- Work to do -
Return only these lines: the one that contains "Consider the photo above. Spot each instance of the green carrot" and every line after it through the end of the listing, exactly, without pictures.

- Task input -
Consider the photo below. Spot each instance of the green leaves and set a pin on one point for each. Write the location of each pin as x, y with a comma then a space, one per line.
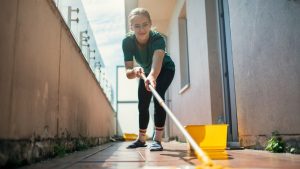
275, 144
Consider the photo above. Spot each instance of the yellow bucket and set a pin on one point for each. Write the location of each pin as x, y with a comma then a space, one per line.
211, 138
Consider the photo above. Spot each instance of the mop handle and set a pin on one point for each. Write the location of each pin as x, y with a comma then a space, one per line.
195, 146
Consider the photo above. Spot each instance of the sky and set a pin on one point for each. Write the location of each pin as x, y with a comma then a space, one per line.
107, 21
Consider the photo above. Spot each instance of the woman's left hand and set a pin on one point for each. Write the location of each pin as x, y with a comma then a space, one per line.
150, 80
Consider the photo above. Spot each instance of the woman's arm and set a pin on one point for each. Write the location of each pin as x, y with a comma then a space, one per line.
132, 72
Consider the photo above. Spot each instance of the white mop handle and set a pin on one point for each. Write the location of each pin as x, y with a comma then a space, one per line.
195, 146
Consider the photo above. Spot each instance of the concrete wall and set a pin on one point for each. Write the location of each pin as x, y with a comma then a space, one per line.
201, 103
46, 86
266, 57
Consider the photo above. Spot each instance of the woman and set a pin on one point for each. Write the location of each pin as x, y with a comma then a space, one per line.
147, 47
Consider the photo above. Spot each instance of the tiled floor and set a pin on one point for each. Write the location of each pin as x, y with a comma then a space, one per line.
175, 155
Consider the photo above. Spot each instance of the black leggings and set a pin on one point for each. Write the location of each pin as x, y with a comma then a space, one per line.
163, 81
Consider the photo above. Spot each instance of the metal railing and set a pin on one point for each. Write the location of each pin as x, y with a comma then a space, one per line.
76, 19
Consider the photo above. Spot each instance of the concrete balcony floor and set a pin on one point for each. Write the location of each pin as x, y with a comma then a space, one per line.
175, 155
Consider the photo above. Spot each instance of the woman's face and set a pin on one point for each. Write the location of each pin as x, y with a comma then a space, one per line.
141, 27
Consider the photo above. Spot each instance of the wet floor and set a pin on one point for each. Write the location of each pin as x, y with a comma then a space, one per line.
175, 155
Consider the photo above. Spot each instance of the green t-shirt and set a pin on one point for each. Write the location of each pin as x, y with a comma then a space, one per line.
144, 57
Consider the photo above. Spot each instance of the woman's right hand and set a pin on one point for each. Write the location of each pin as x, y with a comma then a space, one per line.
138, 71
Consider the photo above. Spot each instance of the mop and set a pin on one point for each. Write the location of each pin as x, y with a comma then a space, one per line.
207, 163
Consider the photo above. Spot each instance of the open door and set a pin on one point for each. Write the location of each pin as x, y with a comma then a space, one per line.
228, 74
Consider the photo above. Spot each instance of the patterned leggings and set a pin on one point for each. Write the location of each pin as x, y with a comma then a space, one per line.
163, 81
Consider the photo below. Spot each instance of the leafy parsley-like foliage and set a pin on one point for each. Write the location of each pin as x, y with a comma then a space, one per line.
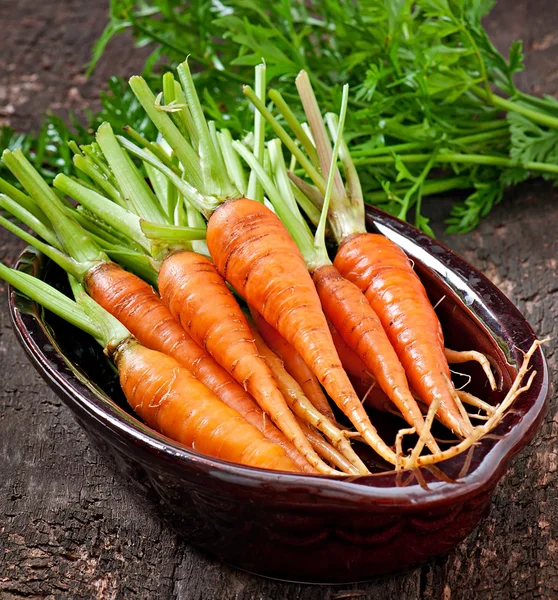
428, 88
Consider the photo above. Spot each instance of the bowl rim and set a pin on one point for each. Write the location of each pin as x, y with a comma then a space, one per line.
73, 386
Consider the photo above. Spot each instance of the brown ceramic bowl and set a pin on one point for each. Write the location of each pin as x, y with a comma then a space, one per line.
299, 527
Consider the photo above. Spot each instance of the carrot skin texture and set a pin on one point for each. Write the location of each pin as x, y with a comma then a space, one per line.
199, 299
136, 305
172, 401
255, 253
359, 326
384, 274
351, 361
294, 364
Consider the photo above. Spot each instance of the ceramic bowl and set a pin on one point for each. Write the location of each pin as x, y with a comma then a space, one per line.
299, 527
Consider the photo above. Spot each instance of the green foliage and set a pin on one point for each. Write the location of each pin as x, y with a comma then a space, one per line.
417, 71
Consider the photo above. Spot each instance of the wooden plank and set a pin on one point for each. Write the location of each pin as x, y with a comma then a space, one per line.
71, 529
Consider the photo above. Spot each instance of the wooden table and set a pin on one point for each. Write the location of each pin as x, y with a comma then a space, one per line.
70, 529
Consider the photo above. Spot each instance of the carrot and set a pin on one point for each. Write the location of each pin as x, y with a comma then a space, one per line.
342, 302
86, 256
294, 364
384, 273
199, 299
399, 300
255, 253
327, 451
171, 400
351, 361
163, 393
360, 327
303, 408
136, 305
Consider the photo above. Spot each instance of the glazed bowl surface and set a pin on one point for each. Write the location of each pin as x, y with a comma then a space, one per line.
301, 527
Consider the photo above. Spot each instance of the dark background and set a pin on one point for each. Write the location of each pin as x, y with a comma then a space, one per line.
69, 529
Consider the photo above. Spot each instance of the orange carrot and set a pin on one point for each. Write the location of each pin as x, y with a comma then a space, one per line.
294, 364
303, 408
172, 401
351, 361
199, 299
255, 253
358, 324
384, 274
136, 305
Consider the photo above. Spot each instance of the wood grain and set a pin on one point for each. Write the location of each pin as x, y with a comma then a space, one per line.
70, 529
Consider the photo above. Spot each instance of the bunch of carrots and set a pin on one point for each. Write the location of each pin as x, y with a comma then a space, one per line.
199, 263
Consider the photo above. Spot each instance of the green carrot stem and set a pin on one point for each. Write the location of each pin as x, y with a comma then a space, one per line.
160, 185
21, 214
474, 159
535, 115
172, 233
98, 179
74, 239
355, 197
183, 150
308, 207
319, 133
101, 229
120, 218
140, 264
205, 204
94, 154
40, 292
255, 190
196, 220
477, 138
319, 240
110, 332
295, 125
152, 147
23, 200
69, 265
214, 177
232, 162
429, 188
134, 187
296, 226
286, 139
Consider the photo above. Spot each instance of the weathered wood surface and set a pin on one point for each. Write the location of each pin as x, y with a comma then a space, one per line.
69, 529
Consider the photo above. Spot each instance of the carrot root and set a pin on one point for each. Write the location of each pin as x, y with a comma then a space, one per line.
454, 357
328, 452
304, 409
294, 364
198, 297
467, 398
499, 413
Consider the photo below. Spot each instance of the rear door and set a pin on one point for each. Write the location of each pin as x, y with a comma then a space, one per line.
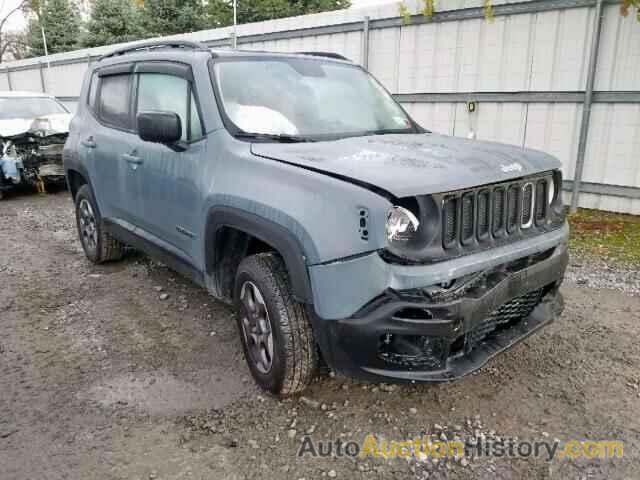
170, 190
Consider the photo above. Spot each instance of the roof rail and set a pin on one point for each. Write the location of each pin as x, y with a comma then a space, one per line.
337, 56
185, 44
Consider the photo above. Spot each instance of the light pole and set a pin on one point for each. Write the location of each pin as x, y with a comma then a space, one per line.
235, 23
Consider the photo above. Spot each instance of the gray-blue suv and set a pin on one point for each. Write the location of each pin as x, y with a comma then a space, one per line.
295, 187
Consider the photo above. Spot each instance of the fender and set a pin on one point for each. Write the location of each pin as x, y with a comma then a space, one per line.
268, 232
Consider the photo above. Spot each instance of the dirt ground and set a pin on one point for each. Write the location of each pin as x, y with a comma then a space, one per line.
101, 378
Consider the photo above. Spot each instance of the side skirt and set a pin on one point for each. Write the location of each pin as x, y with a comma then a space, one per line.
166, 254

- Result -
Consider the photo above. Spot each instance of the green carrot stem and set a pin on one point for each. Write the location of each pin as x, y with a comma then a space, one per line.
160, 185
21, 214
474, 159
535, 115
172, 233
98, 179
74, 239
355, 197
183, 150
308, 207
319, 133
101, 229
120, 218
140, 264
205, 204
94, 154
40, 292
255, 190
196, 220
477, 138
319, 240
110, 332
295, 125
152, 147
23, 200
69, 265
214, 177
232, 162
429, 188
134, 187
296, 226
286, 139
Consider the photo above. Spot each instance of the weathered wood surface and set a pin on one point for each. Write the location of each pin as x, y with a comma then a space, one per line.
69, 529
Consider the photo above. Spot each instance of the carrot root and set a pin on one point for each. Write the location of each pin as x, y with a comma then a space, one per line.
454, 357
328, 452
304, 409
294, 364
198, 297
467, 398
499, 413
Consider the photo below. Spot each instance of the rear door and set a pin on one point for each. Write the location of each pin as x, y with a comma then a space, one per line.
170, 190
Consider the photo above. Spot each instance of the roof rail and set a pin on one point for each. Write the location of each pin as x, y with a comma then a space, one per line.
337, 56
185, 44
Consider the photo above. Spot each instance of the light pole and set a pin on one point for each. Write the location of each pin as x, y with a comma then a space, one per line.
235, 23
Consider the photo above. Spot each instance of the gray-blue suv and set a pin on one point for each. Write the location of each pin as x, y with a comma then a space, one per line.
295, 187
Consider the photo above. Spot each instance of the fender and set a pin on one point for each. Write the location of each pin as x, y with a comma then a space, one per line.
268, 232
Consider the photo above. Spot each instance of the dirt ground and set a pin on one point for each. Write the location of each pin as x, y with a comma then a space, one per line.
101, 378
Consider the photo above. Spot each instance of the side skirt and set a pin on one point for each. Write the location of each pin as x, y with a comma then a space, one per line.
166, 254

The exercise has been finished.